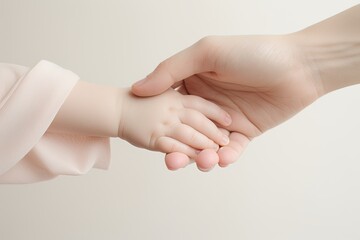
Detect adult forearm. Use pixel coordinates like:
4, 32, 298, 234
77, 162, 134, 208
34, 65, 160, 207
290, 5, 360, 94
48, 81, 121, 137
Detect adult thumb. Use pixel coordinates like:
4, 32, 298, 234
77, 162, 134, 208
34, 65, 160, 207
132, 38, 212, 96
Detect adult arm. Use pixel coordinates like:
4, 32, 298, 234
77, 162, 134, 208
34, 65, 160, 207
132, 5, 360, 172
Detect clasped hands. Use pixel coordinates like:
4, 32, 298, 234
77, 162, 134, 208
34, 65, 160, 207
125, 35, 324, 171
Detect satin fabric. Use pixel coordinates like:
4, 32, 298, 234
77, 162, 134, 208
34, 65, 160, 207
0, 60, 110, 183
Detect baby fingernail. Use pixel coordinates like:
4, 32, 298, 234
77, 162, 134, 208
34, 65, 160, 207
225, 114, 232, 125
221, 135, 230, 145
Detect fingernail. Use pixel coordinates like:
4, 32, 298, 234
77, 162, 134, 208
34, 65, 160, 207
225, 114, 232, 125
221, 135, 230, 146
134, 78, 146, 87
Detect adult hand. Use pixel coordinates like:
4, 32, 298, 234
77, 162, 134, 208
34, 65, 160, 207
132, 35, 323, 171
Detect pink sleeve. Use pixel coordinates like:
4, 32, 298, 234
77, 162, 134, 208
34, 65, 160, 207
0, 61, 110, 183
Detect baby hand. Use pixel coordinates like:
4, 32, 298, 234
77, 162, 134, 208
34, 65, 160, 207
118, 89, 231, 159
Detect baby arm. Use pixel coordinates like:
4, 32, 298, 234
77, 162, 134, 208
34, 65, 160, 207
48, 81, 230, 158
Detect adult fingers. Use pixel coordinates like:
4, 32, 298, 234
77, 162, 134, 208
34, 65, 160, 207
180, 109, 229, 146
132, 37, 216, 96
166, 124, 218, 152
155, 137, 197, 159
183, 95, 231, 126
218, 132, 250, 167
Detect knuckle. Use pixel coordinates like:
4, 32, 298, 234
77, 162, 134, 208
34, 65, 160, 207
198, 36, 216, 49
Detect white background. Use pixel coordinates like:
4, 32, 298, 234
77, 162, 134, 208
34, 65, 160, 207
0, 0, 360, 240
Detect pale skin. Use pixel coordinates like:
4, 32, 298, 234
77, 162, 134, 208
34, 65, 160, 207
132, 5, 360, 171
48, 81, 231, 159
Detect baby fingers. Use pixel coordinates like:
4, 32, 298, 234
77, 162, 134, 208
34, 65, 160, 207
180, 109, 229, 146
155, 137, 197, 159
166, 124, 219, 149
183, 95, 231, 126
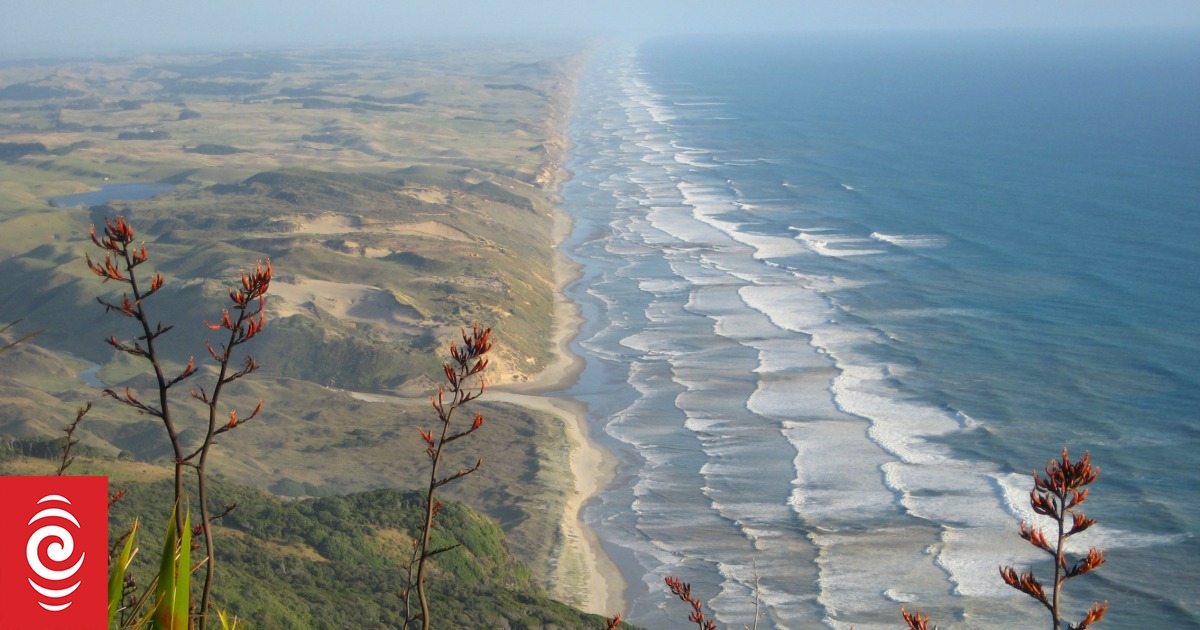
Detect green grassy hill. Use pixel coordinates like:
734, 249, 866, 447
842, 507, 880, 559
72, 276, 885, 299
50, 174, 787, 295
0, 46, 600, 628
0, 448, 631, 630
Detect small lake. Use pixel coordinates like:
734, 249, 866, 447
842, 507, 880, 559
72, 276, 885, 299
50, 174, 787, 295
47, 182, 175, 208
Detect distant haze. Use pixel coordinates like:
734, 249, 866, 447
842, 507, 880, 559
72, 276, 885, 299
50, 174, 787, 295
7, 0, 1200, 58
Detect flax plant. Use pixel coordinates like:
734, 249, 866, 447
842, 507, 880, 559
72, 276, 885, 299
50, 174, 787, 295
402, 324, 492, 630
88, 216, 272, 629
1000, 449, 1109, 630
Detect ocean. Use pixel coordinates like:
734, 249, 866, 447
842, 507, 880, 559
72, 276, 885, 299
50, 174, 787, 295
562, 31, 1200, 630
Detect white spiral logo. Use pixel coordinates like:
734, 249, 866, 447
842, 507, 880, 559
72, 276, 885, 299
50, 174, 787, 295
25, 494, 86, 612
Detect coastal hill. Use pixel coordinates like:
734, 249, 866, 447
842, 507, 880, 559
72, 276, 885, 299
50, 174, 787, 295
0, 46, 616, 626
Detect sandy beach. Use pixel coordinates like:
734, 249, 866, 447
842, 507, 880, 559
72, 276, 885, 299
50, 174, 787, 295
487, 210, 626, 617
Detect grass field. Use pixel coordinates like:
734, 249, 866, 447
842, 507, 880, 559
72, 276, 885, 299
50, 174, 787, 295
0, 41, 578, 592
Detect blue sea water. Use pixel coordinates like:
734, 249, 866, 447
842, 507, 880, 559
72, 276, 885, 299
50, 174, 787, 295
563, 31, 1200, 630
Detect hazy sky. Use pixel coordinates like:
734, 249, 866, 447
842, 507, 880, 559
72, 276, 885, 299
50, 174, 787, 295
0, 0, 1200, 56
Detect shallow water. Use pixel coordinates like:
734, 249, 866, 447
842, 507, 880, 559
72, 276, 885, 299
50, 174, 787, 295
563, 34, 1200, 629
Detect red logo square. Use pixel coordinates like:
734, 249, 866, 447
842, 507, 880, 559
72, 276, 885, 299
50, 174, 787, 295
0, 476, 108, 630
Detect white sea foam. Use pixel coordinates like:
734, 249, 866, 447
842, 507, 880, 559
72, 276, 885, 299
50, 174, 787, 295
871, 232, 946, 248
792, 228, 884, 258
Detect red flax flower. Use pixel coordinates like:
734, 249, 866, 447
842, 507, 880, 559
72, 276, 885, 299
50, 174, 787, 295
1000, 449, 1109, 630
900, 606, 937, 630
664, 575, 716, 630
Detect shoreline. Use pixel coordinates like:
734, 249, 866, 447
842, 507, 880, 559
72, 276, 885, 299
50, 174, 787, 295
488, 203, 628, 617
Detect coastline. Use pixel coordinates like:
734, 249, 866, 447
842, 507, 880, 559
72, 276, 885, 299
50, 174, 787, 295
488, 204, 626, 616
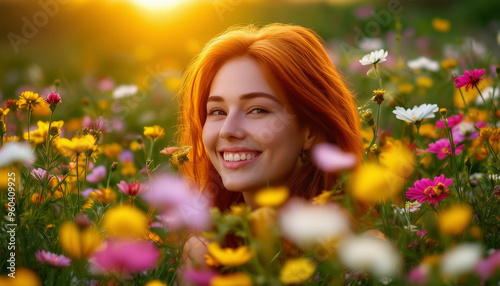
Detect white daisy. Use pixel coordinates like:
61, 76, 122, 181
392, 103, 439, 122
408, 57, 439, 71
359, 49, 388, 66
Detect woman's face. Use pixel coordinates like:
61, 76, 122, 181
203, 57, 312, 192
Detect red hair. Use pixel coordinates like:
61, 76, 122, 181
178, 24, 363, 210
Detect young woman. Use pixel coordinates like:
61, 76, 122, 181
179, 24, 363, 210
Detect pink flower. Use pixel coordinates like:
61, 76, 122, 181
94, 240, 160, 275
436, 114, 464, 128
35, 250, 71, 267
455, 69, 486, 91
406, 175, 453, 206
45, 92, 62, 107
312, 143, 357, 173
87, 165, 106, 183
426, 138, 464, 159
474, 250, 500, 280
116, 181, 146, 196
142, 175, 210, 230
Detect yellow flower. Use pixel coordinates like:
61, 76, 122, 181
144, 279, 167, 286
416, 76, 434, 88
0, 268, 42, 286
348, 163, 405, 203
210, 272, 253, 286
432, 18, 451, 33
90, 188, 116, 205
103, 143, 123, 158
280, 258, 316, 284
254, 187, 289, 207
102, 205, 149, 238
57, 134, 95, 156
144, 125, 165, 139
59, 222, 101, 259
207, 242, 252, 266
17, 91, 44, 109
438, 205, 472, 235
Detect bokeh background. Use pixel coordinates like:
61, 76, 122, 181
0, 0, 500, 141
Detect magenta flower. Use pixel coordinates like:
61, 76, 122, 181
87, 165, 106, 184
312, 143, 357, 173
142, 175, 210, 230
436, 114, 464, 128
406, 175, 453, 206
31, 168, 54, 184
45, 92, 62, 107
94, 240, 160, 275
425, 139, 464, 159
455, 69, 486, 91
35, 250, 71, 267
116, 181, 146, 196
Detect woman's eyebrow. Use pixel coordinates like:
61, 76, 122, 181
207, 92, 281, 104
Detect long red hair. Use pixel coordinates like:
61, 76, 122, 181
178, 24, 363, 210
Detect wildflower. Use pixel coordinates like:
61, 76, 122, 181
87, 165, 106, 184
280, 257, 316, 284
312, 143, 358, 173
425, 138, 464, 159
436, 113, 464, 128
35, 250, 71, 267
112, 84, 139, 99
93, 240, 160, 275
17, 91, 44, 109
438, 205, 472, 235
0, 142, 36, 168
142, 175, 210, 230
254, 187, 289, 207
432, 18, 451, 33
279, 198, 350, 247
359, 49, 388, 66
210, 272, 253, 286
116, 181, 146, 197
441, 243, 482, 278
57, 134, 96, 156
392, 104, 439, 122
59, 222, 101, 259
372, 89, 385, 105
207, 242, 253, 266
455, 69, 486, 90
45, 92, 62, 109
338, 235, 400, 278
408, 57, 439, 71
144, 125, 165, 139
406, 175, 453, 206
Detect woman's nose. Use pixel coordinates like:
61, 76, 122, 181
219, 113, 245, 140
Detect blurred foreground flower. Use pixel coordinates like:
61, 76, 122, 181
406, 175, 453, 206
312, 143, 357, 173
359, 49, 388, 66
35, 250, 71, 267
94, 240, 160, 276
338, 235, 400, 278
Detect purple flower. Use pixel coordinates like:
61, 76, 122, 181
142, 175, 210, 230
312, 143, 357, 173
116, 181, 146, 196
455, 69, 486, 91
87, 165, 106, 184
425, 138, 464, 159
406, 175, 453, 206
94, 240, 160, 275
35, 250, 71, 267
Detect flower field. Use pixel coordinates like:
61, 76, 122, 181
0, 0, 500, 286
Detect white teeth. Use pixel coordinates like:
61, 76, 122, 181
224, 152, 256, 162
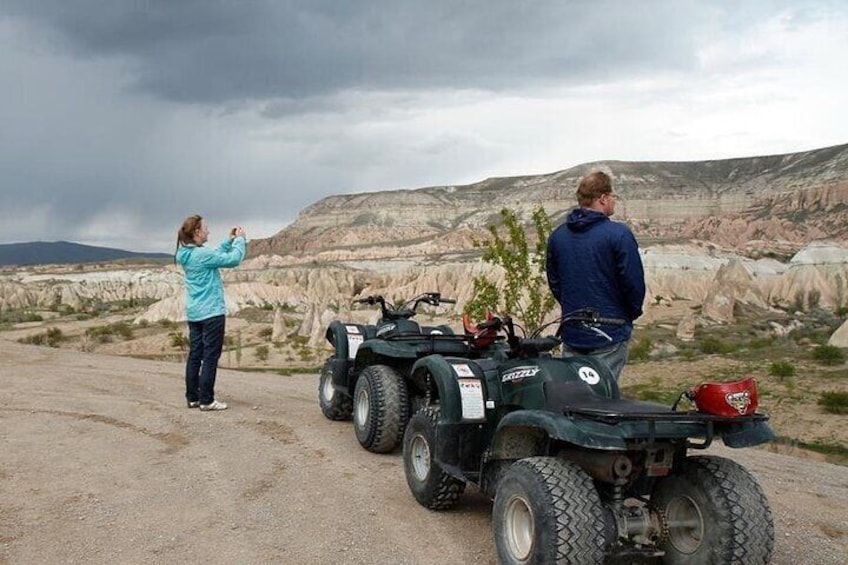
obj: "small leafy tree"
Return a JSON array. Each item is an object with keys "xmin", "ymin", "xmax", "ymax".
[
  {"xmin": 813, "ymin": 345, "xmax": 845, "ymax": 365},
  {"xmin": 465, "ymin": 206, "xmax": 556, "ymax": 332}
]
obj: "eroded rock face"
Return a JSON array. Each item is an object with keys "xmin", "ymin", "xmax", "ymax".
[
  {"xmin": 827, "ymin": 322, "xmax": 848, "ymax": 347},
  {"xmin": 250, "ymin": 145, "xmax": 848, "ymax": 260},
  {"xmin": 0, "ymin": 242, "xmax": 848, "ymax": 340}
]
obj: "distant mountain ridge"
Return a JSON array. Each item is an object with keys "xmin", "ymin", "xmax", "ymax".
[
  {"xmin": 0, "ymin": 241, "xmax": 172, "ymax": 267},
  {"xmin": 248, "ymin": 144, "xmax": 848, "ymax": 260}
]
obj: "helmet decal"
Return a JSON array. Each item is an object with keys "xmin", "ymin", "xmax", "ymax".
[
  {"xmin": 577, "ymin": 365, "xmax": 601, "ymax": 385},
  {"xmin": 724, "ymin": 390, "xmax": 751, "ymax": 414}
]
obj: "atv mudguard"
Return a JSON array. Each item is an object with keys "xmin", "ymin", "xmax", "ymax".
[
  {"xmin": 325, "ymin": 320, "xmax": 375, "ymax": 360},
  {"xmin": 325, "ymin": 320, "xmax": 374, "ymax": 394}
]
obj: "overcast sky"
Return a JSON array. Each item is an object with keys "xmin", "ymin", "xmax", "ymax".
[{"xmin": 0, "ymin": 0, "xmax": 848, "ymax": 252}]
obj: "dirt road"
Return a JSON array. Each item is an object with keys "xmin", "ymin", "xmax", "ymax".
[{"xmin": 0, "ymin": 341, "xmax": 848, "ymax": 565}]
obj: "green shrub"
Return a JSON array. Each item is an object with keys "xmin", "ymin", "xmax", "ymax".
[
  {"xmin": 168, "ymin": 332, "xmax": 190, "ymax": 351},
  {"xmin": 748, "ymin": 336, "xmax": 775, "ymax": 349},
  {"xmin": 818, "ymin": 392, "xmax": 848, "ymax": 414},
  {"xmin": 85, "ymin": 322, "xmax": 133, "ymax": 343},
  {"xmin": 18, "ymin": 328, "xmax": 66, "ymax": 347},
  {"xmin": 813, "ymin": 345, "xmax": 845, "ymax": 365},
  {"xmin": 769, "ymin": 361, "xmax": 795, "ymax": 377},
  {"xmin": 628, "ymin": 337, "xmax": 654, "ymax": 361},
  {"xmin": 698, "ymin": 336, "xmax": 736, "ymax": 355},
  {"xmin": 259, "ymin": 326, "xmax": 274, "ymax": 340}
]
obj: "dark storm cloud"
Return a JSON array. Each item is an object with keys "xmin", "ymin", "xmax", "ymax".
[
  {"xmin": 3, "ymin": 0, "xmax": 711, "ymax": 103},
  {"xmin": 0, "ymin": 0, "xmax": 848, "ymax": 251}
]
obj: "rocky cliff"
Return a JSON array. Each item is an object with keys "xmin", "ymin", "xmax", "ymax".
[
  {"xmin": 250, "ymin": 141, "xmax": 848, "ymax": 260},
  {"xmin": 6, "ymin": 145, "xmax": 848, "ymax": 346}
]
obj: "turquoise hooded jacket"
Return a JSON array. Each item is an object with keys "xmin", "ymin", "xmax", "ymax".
[{"xmin": 176, "ymin": 237, "xmax": 246, "ymax": 322}]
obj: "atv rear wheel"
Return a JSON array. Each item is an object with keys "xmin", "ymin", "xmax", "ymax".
[
  {"xmin": 353, "ymin": 365, "xmax": 409, "ymax": 453},
  {"xmin": 318, "ymin": 357, "xmax": 353, "ymax": 420},
  {"xmin": 651, "ymin": 456, "xmax": 774, "ymax": 565},
  {"xmin": 492, "ymin": 457, "xmax": 605, "ymax": 565},
  {"xmin": 403, "ymin": 406, "xmax": 465, "ymax": 510}
]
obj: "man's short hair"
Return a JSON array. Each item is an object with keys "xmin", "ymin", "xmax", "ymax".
[{"xmin": 577, "ymin": 171, "xmax": 612, "ymax": 206}]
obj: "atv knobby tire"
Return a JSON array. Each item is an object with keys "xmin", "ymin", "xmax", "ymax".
[
  {"xmin": 403, "ymin": 406, "xmax": 465, "ymax": 510},
  {"xmin": 318, "ymin": 357, "xmax": 353, "ymax": 420},
  {"xmin": 492, "ymin": 457, "xmax": 605, "ymax": 565},
  {"xmin": 353, "ymin": 365, "xmax": 409, "ymax": 453},
  {"xmin": 651, "ymin": 456, "xmax": 774, "ymax": 565}
]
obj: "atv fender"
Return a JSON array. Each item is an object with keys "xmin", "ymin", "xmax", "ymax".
[
  {"xmin": 356, "ymin": 339, "xmax": 418, "ymax": 372},
  {"xmin": 411, "ymin": 354, "xmax": 486, "ymax": 424},
  {"xmin": 325, "ymin": 320, "xmax": 373, "ymax": 360},
  {"xmin": 492, "ymin": 410, "xmax": 627, "ymax": 452}
]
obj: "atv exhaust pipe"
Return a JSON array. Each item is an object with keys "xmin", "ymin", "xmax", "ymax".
[{"xmin": 559, "ymin": 449, "xmax": 633, "ymax": 484}]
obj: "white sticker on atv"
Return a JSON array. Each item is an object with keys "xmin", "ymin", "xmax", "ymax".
[
  {"xmin": 577, "ymin": 367, "xmax": 601, "ymax": 385},
  {"xmin": 453, "ymin": 364, "xmax": 474, "ymax": 377},
  {"xmin": 501, "ymin": 365, "xmax": 542, "ymax": 383},
  {"xmin": 347, "ymin": 334, "xmax": 364, "ymax": 359},
  {"xmin": 457, "ymin": 379, "xmax": 486, "ymax": 420}
]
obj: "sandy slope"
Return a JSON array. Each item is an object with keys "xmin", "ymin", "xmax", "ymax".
[{"xmin": 0, "ymin": 341, "xmax": 848, "ymax": 565}]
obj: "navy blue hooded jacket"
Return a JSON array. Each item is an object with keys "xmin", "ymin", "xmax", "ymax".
[{"xmin": 547, "ymin": 208, "xmax": 645, "ymax": 349}]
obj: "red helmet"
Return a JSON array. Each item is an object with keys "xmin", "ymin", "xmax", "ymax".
[
  {"xmin": 687, "ymin": 377, "xmax": 759, "ymax": 417},
  {"xmin": 462, "ymin": 311, "xmax": 498, "ymax": 348}
]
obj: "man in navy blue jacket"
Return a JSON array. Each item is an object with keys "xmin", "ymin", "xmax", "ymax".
[{"xmin": 547, "ymin": 171, "xmax": 645, "ymax": 379}]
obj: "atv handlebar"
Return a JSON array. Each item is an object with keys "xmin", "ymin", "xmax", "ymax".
[{"xmin": 353, "ymin": 292, "xmax": 456, "ymax": 320}]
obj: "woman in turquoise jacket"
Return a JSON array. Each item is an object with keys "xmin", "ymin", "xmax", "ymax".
[{"xmin": 174, "ymin": 215, "xmax": 246, "ymax": 411}]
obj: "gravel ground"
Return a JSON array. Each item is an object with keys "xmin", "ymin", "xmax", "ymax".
[{"xmin": 0, "ymin": 341, "xmax": 848, "ymax": 565}]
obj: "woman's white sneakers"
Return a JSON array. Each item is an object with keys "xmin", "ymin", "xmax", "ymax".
[{"xmin": 200, "ymin": 400, "xmax": 227, "ymax": 412}]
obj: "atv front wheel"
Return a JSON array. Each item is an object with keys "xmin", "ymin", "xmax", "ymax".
[
  {"xmin": 492, "ymin": 457, "xmax": 605, "ymax": 565},
  {"xmin": 353, "ymin": 365, "xmax": 409, "ymax": 453},
  {"xmin": 651, "ymin": 456, "xmax": 774, "ymax": 565},
  {"xmin": 403, "ymin": 406, "xmax": 465, "ymax": 510},
  {"xmin": 318, "ymin": 357, "xmax": 353, "ymax": 420}
]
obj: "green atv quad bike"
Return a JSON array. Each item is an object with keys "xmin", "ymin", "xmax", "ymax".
[
  {"xmin": 403, "ymin": 310, "xmax": 774, "ymax": 565},
  {"xmin": 318, "ymin": 292, "xmax": 500, "ymax": 453}
]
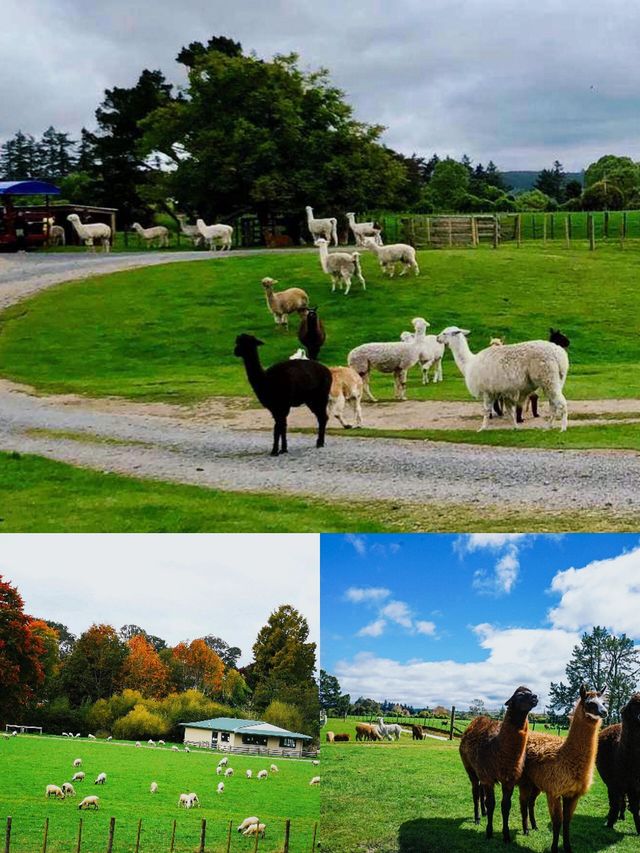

────

▶ [DIRECTIVE]
Please copy the material above word for word, from its first line through the line holding "132, 38, 212, 96", with both ends included. Leave the pictures out of your copy.

▶ [FULL OUTPUT]
Detect adult forearm. Use pixel coordinates like:
4, 32, 298, 234
77, 162, 134, 208
34, 65, 160, 207
290, 5, 360, 94
48, 81, 121, 137
Detect adult thumb. Use pixel coordinates like:
4, 32, 298, 234
77, 162, 134, 208
34, 65, 160, 207
132, 38, 212, 96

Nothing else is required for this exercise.